→ Directions for this task
Update the material from the line with "Objective — one dot per instance of the woman's hand." through the end, replacing "wooden" with "timber" and leaving everything else unchanged.

→ Material for the task
"""

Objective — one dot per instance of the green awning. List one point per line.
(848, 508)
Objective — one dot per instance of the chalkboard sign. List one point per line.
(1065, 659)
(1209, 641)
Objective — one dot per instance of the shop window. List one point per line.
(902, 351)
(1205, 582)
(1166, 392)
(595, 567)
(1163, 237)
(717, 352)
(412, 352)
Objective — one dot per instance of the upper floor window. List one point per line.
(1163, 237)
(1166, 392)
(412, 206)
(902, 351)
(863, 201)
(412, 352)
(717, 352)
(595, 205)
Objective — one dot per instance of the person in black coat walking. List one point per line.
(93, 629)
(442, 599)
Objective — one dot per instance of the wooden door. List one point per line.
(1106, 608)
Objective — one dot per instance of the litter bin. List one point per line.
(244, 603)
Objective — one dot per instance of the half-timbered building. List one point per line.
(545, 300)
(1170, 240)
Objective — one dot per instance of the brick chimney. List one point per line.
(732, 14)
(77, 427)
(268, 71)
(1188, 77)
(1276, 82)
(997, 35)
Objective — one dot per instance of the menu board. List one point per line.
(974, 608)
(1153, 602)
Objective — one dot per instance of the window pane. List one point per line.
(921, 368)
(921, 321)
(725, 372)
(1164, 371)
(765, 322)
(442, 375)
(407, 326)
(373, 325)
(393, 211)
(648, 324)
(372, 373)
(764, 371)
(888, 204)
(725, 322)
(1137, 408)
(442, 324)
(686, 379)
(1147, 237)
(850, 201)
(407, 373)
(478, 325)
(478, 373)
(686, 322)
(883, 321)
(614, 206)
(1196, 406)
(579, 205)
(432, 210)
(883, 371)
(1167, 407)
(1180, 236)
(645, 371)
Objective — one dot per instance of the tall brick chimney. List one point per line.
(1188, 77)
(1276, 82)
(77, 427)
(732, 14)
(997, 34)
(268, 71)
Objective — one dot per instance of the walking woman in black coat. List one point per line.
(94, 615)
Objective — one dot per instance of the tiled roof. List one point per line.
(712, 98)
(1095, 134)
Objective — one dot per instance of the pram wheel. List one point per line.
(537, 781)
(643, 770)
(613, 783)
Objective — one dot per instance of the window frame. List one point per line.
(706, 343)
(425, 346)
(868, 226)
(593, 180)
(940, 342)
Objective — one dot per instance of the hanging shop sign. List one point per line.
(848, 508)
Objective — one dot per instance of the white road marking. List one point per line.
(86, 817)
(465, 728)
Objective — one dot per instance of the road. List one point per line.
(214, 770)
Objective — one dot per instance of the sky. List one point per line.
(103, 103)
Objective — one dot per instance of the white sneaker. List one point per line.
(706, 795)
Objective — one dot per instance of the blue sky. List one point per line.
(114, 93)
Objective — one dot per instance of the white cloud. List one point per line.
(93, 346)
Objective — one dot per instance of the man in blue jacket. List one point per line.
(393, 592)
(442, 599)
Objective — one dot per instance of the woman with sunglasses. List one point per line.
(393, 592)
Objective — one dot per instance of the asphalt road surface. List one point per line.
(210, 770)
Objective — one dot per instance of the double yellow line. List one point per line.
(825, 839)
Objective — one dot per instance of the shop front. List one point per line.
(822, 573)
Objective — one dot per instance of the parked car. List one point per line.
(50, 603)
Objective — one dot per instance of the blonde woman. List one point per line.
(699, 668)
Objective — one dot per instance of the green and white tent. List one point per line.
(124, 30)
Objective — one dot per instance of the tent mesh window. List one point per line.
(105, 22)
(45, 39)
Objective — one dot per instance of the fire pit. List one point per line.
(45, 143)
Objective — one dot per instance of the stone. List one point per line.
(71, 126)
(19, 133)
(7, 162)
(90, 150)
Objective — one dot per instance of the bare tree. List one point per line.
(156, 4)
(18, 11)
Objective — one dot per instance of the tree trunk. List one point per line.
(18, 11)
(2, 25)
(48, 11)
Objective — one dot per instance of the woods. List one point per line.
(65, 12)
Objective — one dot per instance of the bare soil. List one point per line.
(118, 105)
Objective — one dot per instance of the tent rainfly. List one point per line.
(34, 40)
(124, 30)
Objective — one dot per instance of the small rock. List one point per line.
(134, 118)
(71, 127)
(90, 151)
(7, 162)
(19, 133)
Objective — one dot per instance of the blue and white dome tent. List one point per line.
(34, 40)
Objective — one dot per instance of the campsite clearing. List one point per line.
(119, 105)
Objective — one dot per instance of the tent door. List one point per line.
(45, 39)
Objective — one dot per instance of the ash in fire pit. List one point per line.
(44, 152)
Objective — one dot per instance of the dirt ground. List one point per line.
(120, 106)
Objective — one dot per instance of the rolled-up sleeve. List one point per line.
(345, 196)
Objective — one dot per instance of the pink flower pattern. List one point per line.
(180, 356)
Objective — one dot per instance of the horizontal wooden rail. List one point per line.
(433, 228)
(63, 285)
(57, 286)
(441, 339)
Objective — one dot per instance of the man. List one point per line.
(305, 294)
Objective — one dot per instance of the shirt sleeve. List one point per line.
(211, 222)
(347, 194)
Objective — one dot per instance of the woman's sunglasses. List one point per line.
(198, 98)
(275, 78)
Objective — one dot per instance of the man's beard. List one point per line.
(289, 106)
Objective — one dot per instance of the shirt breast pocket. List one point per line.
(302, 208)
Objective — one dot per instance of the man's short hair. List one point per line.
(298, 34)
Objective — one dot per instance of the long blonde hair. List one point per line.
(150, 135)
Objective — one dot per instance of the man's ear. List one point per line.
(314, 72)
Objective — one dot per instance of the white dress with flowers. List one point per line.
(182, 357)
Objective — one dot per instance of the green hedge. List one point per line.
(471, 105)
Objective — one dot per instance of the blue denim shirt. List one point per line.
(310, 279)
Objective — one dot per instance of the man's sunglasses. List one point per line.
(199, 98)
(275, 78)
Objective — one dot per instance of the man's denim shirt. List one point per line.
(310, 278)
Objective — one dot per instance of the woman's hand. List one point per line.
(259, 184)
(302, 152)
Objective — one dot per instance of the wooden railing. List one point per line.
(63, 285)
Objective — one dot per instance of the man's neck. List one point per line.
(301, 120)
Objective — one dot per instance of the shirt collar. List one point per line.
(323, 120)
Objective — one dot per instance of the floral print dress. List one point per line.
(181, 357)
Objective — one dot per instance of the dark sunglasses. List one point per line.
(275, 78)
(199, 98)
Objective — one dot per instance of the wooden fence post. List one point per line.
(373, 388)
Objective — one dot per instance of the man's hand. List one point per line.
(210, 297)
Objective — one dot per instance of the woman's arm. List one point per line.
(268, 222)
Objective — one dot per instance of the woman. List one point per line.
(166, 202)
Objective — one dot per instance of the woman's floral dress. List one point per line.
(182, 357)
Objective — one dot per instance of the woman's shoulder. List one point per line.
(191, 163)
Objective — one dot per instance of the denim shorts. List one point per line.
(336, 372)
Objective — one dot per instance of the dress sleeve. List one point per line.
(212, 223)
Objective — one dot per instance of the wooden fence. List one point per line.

"""

→ The solution
Objective — one dot per instance of the woman's hand. List one point per line.
(259, 184)
(302, 152)
Objective — one dot per instance of the timber railing. List one point per line.
(63, 285)
Objective — one dot per instance of the man's neck. List one point per line.
(301, 120)
Objective — one dot per instance of the shirt collar. List one point per line.
(323, 120)
Objective — one dot per instance of the floral print dress. List one point per line.
(181, 357)
Objective — one dot per instance of the dark sunglasses. List one point per line.
(275, 78)
(199, 98)
Objective — one dot per instance of the timber fence post. List one point per line.
(373, 388)
Objective — one dot per instance of the man's hand. List one point per line.
(210, 297)
Objective — one dot per instance of the woman's arm. List one point per line.
(268, 222)
Objective — one dot per instance of the woman. List one point per line.
(166, 202)
Objective — one dot per instance of the woman's floral dress. List one point per line.
(182, 357)
Objective — one dot per instance of the woman's shoulder. List one point per line.
(191, 163)
Objective — one dot per instance of the denim shorts. List one point per line.
(336, 372)
Objective — one dot per instance of the dress sleeve. List one point per line.
(212, 223)
Objective — one dot per instance of the timber fence. List one point per line.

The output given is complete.